Stored data entries
◆ ◆ ◆
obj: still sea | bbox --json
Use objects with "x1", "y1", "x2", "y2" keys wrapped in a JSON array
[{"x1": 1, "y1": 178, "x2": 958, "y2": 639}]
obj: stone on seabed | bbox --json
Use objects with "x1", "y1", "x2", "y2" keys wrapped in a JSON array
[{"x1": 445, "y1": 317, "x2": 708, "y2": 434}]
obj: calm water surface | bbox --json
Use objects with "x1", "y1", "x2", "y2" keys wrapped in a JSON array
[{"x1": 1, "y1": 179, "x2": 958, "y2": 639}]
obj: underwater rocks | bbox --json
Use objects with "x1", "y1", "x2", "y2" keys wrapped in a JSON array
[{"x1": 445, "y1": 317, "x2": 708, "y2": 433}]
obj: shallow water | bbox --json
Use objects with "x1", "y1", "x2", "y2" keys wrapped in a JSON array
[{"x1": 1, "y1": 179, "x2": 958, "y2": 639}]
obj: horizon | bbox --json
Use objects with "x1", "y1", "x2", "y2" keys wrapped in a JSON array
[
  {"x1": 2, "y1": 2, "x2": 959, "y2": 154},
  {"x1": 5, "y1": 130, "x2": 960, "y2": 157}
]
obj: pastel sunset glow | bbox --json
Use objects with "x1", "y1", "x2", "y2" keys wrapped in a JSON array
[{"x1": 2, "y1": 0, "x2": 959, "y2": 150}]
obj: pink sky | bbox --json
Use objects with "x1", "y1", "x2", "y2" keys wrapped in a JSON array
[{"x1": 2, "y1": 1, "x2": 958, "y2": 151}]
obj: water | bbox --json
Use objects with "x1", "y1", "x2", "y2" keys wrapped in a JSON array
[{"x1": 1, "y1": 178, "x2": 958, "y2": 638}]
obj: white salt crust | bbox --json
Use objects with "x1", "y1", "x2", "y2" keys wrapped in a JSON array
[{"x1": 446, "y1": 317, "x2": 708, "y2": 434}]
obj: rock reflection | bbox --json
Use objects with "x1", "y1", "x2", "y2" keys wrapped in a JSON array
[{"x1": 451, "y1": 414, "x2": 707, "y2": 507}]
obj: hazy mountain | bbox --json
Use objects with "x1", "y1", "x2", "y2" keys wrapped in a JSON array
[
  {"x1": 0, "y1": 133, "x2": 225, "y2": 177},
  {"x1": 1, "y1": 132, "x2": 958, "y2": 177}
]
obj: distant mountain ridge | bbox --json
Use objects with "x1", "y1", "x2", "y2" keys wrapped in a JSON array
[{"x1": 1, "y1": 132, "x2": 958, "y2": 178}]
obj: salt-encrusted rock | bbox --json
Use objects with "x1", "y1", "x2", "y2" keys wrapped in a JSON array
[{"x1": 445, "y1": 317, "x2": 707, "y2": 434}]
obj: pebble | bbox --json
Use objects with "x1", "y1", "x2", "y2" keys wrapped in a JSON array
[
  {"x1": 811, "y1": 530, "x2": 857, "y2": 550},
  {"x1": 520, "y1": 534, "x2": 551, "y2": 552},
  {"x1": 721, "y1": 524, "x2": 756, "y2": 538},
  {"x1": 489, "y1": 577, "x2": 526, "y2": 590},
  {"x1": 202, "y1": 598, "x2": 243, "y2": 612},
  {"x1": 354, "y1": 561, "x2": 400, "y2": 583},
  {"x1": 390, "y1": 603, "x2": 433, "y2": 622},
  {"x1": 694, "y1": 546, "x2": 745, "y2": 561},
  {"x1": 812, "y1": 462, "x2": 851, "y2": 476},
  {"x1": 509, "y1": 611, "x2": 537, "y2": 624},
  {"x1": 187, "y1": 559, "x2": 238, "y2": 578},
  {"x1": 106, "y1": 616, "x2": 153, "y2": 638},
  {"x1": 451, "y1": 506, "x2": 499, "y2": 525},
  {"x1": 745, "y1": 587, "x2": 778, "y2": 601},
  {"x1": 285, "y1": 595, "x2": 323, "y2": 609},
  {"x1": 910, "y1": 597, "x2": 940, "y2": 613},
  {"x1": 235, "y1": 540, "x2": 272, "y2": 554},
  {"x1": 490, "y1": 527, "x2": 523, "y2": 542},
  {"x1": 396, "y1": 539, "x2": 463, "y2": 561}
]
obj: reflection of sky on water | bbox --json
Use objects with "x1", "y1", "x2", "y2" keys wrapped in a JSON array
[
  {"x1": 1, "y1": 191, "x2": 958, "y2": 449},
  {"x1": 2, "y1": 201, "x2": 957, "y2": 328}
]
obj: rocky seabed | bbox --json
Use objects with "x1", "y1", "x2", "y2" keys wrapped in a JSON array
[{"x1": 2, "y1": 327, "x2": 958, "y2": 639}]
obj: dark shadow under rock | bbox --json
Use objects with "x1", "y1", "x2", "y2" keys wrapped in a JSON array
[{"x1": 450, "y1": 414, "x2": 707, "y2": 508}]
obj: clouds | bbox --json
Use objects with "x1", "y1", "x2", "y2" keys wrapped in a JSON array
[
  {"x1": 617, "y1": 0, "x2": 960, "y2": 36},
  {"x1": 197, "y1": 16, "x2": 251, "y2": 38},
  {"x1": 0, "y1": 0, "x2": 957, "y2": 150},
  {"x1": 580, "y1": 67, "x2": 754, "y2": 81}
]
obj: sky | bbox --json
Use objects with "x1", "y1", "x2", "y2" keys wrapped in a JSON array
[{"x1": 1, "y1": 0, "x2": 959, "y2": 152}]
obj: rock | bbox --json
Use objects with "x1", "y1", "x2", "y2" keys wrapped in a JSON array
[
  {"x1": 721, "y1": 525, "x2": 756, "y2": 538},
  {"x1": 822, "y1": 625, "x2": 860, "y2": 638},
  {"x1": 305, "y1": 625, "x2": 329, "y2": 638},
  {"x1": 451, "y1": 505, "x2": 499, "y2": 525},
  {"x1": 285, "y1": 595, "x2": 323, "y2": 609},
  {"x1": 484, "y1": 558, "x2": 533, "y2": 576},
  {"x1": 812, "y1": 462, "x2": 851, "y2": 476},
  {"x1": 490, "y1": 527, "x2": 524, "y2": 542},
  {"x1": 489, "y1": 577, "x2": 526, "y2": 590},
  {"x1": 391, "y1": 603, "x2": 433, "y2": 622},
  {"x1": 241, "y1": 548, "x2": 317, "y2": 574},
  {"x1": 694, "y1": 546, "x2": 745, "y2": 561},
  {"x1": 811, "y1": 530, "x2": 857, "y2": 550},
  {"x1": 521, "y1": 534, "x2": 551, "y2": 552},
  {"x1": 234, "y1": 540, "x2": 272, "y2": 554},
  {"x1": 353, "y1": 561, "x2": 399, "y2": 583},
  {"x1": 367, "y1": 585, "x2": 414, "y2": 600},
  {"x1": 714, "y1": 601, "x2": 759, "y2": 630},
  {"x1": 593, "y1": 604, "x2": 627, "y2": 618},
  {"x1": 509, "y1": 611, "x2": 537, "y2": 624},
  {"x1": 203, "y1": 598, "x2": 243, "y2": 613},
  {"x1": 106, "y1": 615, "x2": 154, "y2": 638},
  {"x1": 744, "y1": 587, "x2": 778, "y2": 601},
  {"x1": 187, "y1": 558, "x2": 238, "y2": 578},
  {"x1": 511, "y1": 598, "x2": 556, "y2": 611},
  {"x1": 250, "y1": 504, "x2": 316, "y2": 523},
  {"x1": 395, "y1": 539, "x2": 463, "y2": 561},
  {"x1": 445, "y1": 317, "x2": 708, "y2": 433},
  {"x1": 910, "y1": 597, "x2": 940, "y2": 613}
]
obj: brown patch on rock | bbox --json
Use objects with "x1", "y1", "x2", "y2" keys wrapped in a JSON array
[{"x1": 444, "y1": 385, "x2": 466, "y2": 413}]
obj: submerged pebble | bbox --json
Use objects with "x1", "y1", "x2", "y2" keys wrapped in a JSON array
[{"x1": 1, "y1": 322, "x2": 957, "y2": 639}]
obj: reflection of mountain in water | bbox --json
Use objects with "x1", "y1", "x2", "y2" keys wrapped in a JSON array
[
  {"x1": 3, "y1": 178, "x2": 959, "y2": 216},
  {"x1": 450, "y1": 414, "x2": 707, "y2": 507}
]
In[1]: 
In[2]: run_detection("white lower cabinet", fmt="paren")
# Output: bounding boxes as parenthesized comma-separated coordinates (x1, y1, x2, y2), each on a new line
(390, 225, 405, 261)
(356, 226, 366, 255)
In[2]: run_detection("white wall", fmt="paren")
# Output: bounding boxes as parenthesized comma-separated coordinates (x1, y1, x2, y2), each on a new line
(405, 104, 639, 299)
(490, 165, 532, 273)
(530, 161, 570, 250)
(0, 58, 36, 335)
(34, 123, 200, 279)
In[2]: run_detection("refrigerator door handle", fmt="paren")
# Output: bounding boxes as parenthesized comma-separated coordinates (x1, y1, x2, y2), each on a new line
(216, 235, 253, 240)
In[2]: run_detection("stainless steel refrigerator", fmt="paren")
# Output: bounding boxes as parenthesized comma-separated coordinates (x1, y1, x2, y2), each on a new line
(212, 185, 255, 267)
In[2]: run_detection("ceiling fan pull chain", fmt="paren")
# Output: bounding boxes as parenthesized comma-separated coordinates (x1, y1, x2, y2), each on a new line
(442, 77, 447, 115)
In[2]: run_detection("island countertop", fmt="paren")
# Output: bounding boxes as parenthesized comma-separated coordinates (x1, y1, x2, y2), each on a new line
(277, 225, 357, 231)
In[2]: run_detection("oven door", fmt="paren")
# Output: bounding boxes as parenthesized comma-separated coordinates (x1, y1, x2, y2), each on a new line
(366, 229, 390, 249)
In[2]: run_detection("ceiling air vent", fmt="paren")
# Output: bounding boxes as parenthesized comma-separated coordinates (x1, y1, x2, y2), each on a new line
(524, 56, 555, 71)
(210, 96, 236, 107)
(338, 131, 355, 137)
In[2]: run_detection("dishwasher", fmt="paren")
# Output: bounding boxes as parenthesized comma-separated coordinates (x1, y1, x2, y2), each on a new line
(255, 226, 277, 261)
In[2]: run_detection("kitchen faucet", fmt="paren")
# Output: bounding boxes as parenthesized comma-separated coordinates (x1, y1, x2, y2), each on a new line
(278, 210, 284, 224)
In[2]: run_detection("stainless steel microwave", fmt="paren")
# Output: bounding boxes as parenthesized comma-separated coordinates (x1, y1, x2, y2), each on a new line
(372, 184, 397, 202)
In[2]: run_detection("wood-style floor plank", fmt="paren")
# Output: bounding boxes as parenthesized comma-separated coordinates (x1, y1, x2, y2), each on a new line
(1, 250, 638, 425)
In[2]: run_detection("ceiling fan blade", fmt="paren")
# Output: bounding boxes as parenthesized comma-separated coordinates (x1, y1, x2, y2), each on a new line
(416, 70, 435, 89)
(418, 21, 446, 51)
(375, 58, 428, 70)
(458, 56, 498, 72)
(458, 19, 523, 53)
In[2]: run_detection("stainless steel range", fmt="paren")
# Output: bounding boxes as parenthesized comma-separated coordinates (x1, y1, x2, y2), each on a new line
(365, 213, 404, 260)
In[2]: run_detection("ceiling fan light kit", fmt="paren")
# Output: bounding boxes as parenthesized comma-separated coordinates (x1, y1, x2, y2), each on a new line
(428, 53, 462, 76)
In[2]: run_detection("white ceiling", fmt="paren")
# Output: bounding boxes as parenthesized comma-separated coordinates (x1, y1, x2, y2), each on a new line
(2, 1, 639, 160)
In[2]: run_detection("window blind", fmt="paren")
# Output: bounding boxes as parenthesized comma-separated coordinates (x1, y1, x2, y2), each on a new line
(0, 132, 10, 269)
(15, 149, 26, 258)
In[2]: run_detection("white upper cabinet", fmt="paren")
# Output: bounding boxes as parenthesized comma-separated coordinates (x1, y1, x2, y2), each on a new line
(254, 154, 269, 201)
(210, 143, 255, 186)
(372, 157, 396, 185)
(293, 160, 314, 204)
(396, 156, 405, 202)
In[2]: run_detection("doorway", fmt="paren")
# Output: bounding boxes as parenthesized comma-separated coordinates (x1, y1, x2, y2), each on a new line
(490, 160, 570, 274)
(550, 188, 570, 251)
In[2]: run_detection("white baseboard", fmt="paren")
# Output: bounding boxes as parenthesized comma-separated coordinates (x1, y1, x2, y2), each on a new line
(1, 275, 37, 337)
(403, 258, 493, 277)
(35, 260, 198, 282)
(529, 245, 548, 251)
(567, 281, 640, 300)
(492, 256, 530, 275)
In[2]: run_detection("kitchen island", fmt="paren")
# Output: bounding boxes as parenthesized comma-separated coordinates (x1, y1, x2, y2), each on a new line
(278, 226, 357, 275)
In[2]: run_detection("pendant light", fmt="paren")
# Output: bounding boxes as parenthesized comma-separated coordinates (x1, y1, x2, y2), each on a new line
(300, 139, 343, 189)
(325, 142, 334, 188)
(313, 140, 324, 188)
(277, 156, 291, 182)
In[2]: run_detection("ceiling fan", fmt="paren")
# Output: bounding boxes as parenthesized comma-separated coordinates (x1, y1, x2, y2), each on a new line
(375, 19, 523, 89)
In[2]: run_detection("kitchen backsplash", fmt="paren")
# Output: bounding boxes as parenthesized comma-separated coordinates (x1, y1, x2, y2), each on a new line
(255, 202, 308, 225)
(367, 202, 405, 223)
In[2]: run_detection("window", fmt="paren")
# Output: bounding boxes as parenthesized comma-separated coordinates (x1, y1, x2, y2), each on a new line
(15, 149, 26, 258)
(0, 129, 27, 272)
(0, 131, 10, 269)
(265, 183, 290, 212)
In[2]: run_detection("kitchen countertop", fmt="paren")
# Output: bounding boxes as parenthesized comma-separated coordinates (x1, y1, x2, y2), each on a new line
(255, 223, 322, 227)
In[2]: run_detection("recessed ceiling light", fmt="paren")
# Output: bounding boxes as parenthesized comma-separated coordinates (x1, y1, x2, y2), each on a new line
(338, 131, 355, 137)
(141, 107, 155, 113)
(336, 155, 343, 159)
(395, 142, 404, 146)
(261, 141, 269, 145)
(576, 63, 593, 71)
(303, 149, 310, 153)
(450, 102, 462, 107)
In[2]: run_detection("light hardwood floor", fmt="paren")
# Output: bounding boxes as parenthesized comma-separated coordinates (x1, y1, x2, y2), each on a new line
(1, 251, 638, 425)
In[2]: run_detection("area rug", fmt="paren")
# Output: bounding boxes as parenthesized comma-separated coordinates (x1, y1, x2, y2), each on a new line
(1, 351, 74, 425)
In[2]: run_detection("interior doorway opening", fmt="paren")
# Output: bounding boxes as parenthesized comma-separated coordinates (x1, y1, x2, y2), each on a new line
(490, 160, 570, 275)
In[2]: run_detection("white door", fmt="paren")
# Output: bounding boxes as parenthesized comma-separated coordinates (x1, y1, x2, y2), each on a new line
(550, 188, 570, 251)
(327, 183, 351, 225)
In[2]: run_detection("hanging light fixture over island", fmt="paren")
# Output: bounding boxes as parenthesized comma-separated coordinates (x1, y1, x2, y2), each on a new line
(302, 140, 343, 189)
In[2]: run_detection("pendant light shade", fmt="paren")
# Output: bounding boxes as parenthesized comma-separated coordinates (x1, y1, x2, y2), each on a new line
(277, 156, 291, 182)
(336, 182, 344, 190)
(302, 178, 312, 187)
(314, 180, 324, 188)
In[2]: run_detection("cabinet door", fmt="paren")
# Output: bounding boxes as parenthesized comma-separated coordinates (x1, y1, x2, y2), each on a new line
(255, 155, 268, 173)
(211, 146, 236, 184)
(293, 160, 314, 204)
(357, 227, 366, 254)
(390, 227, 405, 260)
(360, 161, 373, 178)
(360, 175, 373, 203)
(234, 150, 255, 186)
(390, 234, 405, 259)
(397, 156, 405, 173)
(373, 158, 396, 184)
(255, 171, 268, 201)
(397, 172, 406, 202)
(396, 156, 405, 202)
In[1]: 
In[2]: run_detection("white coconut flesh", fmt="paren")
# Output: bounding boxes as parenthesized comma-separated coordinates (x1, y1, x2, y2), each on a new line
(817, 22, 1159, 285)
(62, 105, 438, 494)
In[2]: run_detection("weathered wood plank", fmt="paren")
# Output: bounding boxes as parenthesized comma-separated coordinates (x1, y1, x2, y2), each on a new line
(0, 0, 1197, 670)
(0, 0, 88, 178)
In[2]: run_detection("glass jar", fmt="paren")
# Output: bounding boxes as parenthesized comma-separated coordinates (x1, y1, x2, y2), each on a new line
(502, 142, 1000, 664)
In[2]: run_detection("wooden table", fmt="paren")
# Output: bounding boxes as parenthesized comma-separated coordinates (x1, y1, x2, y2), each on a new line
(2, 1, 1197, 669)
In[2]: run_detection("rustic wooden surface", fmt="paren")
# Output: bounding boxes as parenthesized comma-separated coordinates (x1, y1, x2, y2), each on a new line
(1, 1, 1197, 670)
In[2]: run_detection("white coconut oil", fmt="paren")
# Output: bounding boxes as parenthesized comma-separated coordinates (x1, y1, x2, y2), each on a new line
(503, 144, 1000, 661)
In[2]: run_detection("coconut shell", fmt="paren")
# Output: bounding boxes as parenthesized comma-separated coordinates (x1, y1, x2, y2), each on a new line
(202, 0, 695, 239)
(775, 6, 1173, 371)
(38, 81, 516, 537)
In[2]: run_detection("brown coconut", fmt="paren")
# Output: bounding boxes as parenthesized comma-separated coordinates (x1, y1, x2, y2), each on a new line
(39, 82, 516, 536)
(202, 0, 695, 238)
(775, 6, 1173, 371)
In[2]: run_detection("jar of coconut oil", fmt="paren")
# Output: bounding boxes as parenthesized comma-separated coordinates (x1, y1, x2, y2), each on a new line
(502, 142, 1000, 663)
◆ ◆ ◆
Across the records above, show each line containing the word "ceiling".

### Output of the exercise
In[2]: run_detection("ceiling fan pull chain", fmt="paren")
In[2]: run_detection("ceiling air vent", fmt="paren")
In[2]: run_detection("ceiling fan blade", fmt="paren")
In[2]: run_detection("ceiling fan light kit", fmt="paren")
In[2]: run_detection("white ceiling", fmt="paren")
In[2]: run_detection("ceiling fan", fmt="paren")
In[2]: run_detection("recessed ceiling light", fmt="paren")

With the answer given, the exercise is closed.